Task goal: All of the data that follows should be retyped exactly as it appears.

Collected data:
☆ ☆ ☆ ☆ ☆
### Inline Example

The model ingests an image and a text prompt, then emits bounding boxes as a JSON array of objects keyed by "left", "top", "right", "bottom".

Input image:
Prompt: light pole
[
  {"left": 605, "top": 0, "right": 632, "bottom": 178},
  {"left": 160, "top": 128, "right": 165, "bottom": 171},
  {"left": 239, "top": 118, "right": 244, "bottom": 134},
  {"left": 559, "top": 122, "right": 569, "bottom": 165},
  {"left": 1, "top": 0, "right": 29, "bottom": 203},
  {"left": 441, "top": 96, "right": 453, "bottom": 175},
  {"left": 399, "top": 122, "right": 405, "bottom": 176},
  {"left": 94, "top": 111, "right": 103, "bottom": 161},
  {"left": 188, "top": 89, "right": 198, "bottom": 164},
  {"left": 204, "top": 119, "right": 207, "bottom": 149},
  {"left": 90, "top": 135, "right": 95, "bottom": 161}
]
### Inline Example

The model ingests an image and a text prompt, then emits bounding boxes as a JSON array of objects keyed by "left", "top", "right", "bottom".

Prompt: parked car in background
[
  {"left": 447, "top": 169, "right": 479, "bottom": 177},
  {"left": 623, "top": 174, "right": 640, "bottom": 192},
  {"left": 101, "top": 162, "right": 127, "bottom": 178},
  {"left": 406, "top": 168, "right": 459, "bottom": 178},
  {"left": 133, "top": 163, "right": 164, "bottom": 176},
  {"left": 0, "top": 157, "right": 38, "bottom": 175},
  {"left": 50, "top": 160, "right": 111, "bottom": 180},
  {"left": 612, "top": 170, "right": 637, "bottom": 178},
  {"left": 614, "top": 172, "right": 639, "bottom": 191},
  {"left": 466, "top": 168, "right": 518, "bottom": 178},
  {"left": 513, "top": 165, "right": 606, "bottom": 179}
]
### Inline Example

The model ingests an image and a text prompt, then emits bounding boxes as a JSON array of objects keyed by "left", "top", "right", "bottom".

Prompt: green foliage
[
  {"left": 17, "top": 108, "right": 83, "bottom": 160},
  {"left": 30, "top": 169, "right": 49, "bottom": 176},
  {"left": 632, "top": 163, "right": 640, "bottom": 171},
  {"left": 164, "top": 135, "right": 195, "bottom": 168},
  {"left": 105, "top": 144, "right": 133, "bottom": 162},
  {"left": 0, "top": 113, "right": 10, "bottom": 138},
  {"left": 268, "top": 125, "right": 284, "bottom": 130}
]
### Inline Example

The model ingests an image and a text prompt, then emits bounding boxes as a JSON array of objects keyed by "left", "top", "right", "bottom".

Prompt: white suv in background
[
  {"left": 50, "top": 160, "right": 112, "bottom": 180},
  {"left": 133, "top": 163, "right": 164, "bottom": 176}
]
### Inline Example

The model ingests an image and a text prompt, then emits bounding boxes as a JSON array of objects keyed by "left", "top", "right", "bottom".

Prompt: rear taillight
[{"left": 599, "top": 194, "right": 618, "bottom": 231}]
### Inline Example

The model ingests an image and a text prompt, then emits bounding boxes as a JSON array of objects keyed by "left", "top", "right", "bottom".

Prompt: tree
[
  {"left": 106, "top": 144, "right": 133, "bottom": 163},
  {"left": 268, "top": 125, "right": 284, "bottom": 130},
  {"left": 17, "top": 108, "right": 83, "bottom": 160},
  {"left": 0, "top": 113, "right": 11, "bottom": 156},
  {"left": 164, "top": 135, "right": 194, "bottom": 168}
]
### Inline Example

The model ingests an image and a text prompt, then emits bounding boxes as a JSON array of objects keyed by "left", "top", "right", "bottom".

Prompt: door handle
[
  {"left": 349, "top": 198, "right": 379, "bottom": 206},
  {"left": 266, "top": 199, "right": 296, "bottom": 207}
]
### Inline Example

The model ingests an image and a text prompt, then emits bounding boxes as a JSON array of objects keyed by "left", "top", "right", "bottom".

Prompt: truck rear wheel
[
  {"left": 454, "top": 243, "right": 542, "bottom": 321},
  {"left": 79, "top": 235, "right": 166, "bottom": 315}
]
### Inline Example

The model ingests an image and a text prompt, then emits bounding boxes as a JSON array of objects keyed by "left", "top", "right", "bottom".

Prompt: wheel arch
☆ ☆ ☆ ☆ ☆
Result:
### Inline Example

The model ingests an image and a text prompt, then emits bounding boxes as a JSON array of objects keyed by "left", "top", "right", "bottom".

Input image:
Prompt: light pole
[
  {"left": 605, "top": 0, "right": 632, "bottom": 178},
  {"left": 160, "top": 128, "right": 165, "bottom": 171},
  {"left": 239, "top": 118, "right": 244, "bottom": 134},
  {"left": 559, "top": 122, "right": 569, "bottom": 165},
  {"left": 1, "top": 0, "right": 29, "bottom": 203},
  {"left": 441, "top": 96, "right": 453, "bottom": 175},
  {"left": 399, "top": 122, "right": 405, "bottom": 176},
  {"left": 94, "top": 111, "right": 103, "bottom": 161},
  {"left": 188, "top": 89, "right": 198, "bottom": 164},
  {"left": 204, "top": 119, "right": 207, "bottom": 149},
  {"left": 90, "top": 135, "right": 95, "bottom": 161}
]
### Inline Example

The model ingests an image and a text prompt, then emits bounding boxes as a JSON array of objects keyed by "left", "top", "right", "bottom".

Prompt: parked car in background
[
  {"left": 447, "top": 169, "right": 479, "bottom": 177},
  {"left": 623, "top": 174, "right": 640, "bottom": 192},
  {"left": 101, "top": 162, "right": 127, "bottom": 178},
  {"left": 406, "top": 168, "right": 459, "bottom": 178},
  {"left": 133, "top": 163, "right": 164, "bottom": 176},
  {"left": 0, "top": 157, "right": 38, "bottom": 175},
  {"left": 50, "top": 160, "right": 111, "bottom": 180},
  {"left": 612, "top": 170, "right": 637, "bottom": 178},
  {"left": 614, "top": 172, "right": 639, "bottom": 191},
  {"left": 466, "top": 168, "right": 518, "bottom": 178},
  {"left": 513, "top": 165, "right": 606, "bottom": 179}
]
### Inline Example

The model ingests an image and a text prompt, then emits bounding boxes as a JSON array of objects keyed by "left", "top", "right", "bottom".

Prompt: green foliage
[
  {"left": 17, "top": 108, "right": 83, "bottom": 160},
  {"left": 30, "top": 169, "right": 49, "bottom": 176},
  {"left": 632, "top": 163, "right": 640, "bottom": 171},
  {"left": 164, "top": 135, "right": 195, "bottom": 168},
  {"left": 105, "top": 144, "right": 133, "bottom": 162},
  {"left": 0, "top": 113, "right": 10, "bottom": 138},
  {"left": 268, "top": 125, "right": 284, "bottom": 130}
]
### Inline Example

The model ingests an image and a text prompt, then emits bounding boxes as a JSON array of objects keyed by "left", "top", "right", "bottom".

Prompt: white suv in background
[
  {"left": 50, "top": 160, "right": 112, "bottom": 180},
  {"left": 133, "top": 163, "right": 164, "bottom": 176}
]
### Inline Example

The model ingests an image and a text prompt, then emits bounding boxes as a JSON array of objects keyed by "left", "top", "right", "bottom".

Prompt: rear taillight
[{"left": 599, "top": 194, "right": 618, "bottom": 231}]
### Inline Example

The model ingests an image and a text prompt, then emits bounding boxes as a JSON array of objects keyed by "left", "top", "right", "bottom".

Prompt: tree
[
  {"left": 106, "top": 144, "right": 133, "bottom": 163},
  {"left": 268, "top": 125, "right": 284, "bottom": 130},
  {"left": 17, "top": 108, "right": 83, "bottom": 160},
  {"left": 0, "top": 113, "right": 11, "bottom": 156},
  {"left": 164, "top": 135, "right": 194, "bottom": 168}
]
### Inline Example

The model ingests an image and a text prompt, then emits bounding boxes as a JSON array of objects keyed by "left", "top", "right", "bottom".

Prompt: door handle
[
  {"left": 349, "top": 198, "right": 379, "bottom": 206},
  {"left": 266, "top": 199, "right": 296, "bottom": 207}
]
### Inline Example

The model ingests an image and a text prompt, then emits bounding boxes as a JSON array of objects keyed by "left", "top", "right", "bottom".

Prompt: truck rear wheel
[
  {"left": 454, "top": 243, "right": 542, "bottom": 321},
  {"left": 79, "top": 235, "right": 166, "bottom": 315}
]
### Inline Example

The model ingests an image and a text prompt, then emits bounding boxes as a JSON array of objects keyed by "left", "top", "right", "bottom".

Prompt: wheel arch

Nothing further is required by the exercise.